## BRANO DI PARTENZA
= = = = = = =

COSMO DAMIANO ORIOLO, CANTASTORIE DEL TEMPO CHE FU

 di

Mario Gaudio

L’indiscutibile merito di Vincenzo Corso è quello di aver raccolto in una gradevole antologia i versi di Cosmo Damiano Oriolo (1881-1965), cantastorie di Spezzano Albanese e rappresentante di una cultura orale ormai del tutto ignorata a beneficio di una scrittura che, nella sua forma digitale, diventa sempre più arida e impersonale, segno dei tempi e delle fugacità che ci fagocitano quotidianamente.

Oriolo non rientra nel novero dei poeti ‒ scarse o nulle sono le cognizioni di metrica, nonostante la musicalità delle sue parole ‒, ma incarna l’emblema dell’uomo del popolo capace di dar voce ad emozioni, vicende ‒ tristi e liete ‒ e impressioni con una spontaneità che assurge quasi a preghiera e che condona quelle inevitabili imperfezioni che accompagnano la produzione di un autodidatta.

Del resto, l’autore, conscio di questo ruolo, non mise mai mano alla penna per imprimere su carta i suoi pensieri, ma li affidò all’attenzione di coloro che lo ascoltavano recitare e, in particolare, di Leonardo Gerbasi che, per buona sorte, li trascrisse su un vecchio taccuino. 

Këndime si presenta pertanto come l’eredità di un uomo sensibile e saggio, indubbio punto di riferimento per quella particolare struttura sociale chiamata gjitonia (“vicinato”) che, nella storia spezzanese, fu luogo di solidarietà e conflitto, ma anche e soprattutto di compartecipazione e corresponsabilità educativa nei confronti dei più giovani.

Oriolo incarna i sentimenti popolari di una Spezzano che non è più e che non potrà tornare ad essere a causa delle mutate condizioni di vita, di un drastico cambiamento nel sistema di riferimento valoriale e del preoccupante disinteresse ‒ soprattutto da parte delle nuove leve ‒ nei confronti del passato in generale e delle proprie radici in particolare.

Per quanto detto sopra, Këndime è senza alcun dubbio uno strumento per poter iniziare a destreggiarsi nella conoscenza della società dei nostri nonni attraverso l’occhio attento di una acuta personalità che ha vissuto gioie e dolori a cavallo tra Ottocento e Novecento.

L’opera di Oriolo presenta diverse sezioni, tra cui due particolarmente interessanti: i canti religiosi (Këndime të Shënjta) e quelli di guerra (Këndime guerrje).

Nella prima parte, l’autore infonde tutta la sua devozione, semplice ma solida, mettendo in versi la nascita del Cristo (Të lierit e Zotit Krisht) e la sua Passione salvifica (Pasjona e Zotit Krisht) con accenti di commossa partecipazione e un curioso richiamo ad un episodio raccontato nei Vangeli apocrifi ‒ ma estremamente diffuso nella tradizione orale popolare ‒ secondo cui la Vergine avrebbe ricevuto da un angelo l’ordine di nascondere il Bambino tra le pieghe del suo seno affinché, dinanzi al controllo dei soldati accampati sulla via, la veste risultasse colma soltanto di fiori profumati («Shën Bominin te prëhri ule / Kush të pien thuaji se ke lule»).

= = = = = = =

## OBIETTIVO DEL COMPITO
Elenca tutti i titoli in lingua albanese citati nel brano sul cantastorie Oriolo. Per ciascuno indica a che cosa si riferisce secondo il brano.

Dati per l'etichettatura delle posizioni:
= = = = = = =

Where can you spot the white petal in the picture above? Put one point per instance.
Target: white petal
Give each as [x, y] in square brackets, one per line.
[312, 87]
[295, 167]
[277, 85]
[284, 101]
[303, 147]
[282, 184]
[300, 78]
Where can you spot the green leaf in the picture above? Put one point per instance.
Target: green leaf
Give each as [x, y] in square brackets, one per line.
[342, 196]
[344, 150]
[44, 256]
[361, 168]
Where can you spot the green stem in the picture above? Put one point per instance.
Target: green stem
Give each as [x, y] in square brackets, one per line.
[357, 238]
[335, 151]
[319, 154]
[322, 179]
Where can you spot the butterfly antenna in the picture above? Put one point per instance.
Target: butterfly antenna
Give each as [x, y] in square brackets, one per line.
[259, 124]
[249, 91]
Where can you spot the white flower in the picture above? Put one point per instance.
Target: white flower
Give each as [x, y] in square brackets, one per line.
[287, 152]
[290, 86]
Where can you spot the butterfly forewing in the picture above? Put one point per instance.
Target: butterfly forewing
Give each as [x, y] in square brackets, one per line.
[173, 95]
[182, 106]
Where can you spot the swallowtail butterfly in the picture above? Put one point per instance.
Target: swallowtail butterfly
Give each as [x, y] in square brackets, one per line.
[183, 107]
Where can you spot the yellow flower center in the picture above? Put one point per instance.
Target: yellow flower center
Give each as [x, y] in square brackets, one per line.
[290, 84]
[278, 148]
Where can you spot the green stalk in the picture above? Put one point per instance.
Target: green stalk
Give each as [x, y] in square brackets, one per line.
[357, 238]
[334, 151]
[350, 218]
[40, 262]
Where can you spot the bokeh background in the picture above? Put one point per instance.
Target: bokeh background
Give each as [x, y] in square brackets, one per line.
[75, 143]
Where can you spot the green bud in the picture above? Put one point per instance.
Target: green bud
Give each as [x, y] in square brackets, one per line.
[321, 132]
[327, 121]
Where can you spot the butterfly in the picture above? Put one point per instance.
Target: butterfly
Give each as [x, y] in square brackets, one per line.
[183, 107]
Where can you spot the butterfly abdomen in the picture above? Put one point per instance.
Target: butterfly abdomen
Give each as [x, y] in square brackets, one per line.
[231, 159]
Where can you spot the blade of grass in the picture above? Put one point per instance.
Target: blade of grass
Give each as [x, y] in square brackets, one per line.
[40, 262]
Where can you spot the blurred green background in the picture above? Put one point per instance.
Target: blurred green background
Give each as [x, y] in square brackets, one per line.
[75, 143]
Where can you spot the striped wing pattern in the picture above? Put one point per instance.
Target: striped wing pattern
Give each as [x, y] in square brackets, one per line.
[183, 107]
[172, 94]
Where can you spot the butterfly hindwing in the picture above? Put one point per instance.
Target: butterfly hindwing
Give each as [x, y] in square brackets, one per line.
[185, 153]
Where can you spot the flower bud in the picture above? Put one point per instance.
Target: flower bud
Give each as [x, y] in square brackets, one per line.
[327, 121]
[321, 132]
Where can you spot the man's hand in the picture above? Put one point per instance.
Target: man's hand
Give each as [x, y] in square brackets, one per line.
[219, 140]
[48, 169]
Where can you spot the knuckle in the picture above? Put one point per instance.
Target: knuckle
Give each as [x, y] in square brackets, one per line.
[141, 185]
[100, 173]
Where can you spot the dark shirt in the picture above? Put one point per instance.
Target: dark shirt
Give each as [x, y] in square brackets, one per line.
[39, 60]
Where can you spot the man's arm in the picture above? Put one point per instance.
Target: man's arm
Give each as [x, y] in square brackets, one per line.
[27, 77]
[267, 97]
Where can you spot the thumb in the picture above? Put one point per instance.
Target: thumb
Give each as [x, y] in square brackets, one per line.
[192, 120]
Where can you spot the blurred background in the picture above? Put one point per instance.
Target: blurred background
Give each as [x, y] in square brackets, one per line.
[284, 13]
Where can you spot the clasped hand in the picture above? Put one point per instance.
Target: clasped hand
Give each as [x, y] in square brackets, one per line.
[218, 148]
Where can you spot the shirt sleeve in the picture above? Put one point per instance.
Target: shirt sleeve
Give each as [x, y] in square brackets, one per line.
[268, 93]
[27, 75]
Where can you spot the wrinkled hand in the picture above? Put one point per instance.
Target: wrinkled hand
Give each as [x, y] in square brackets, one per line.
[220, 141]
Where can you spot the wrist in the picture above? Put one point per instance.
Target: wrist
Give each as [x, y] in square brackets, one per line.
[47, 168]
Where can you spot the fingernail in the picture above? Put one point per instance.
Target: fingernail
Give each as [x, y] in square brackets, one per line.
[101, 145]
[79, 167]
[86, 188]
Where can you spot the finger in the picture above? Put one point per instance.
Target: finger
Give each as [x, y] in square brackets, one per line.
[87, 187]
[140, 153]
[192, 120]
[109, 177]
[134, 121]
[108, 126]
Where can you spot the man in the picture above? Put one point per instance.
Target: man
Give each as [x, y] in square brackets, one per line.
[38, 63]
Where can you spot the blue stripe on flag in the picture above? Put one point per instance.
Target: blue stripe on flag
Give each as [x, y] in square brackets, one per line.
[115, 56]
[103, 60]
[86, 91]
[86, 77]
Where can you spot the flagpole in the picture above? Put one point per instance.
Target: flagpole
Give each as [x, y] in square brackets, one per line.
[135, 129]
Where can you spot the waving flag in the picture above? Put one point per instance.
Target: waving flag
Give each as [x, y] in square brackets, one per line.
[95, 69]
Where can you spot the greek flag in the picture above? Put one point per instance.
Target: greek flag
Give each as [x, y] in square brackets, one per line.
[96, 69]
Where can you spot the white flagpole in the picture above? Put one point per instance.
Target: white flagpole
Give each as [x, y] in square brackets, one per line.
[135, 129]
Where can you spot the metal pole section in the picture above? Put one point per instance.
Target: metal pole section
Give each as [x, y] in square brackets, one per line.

= = = = = = =

## RISULTATO DELL'ESERCIZIO
- Këndime: l'antologia dei versi di Cosmo Damiano Oriolo
- Këndime të Shënjta: i canti religiosi
- Këndime guerrje: i canti di guerra
- Të lierit e Zotit Krisht: i versi sulla nascita del Cristo
- Pasjona e Zotit Krisht: i versi sulla Passione salvifica del Cristo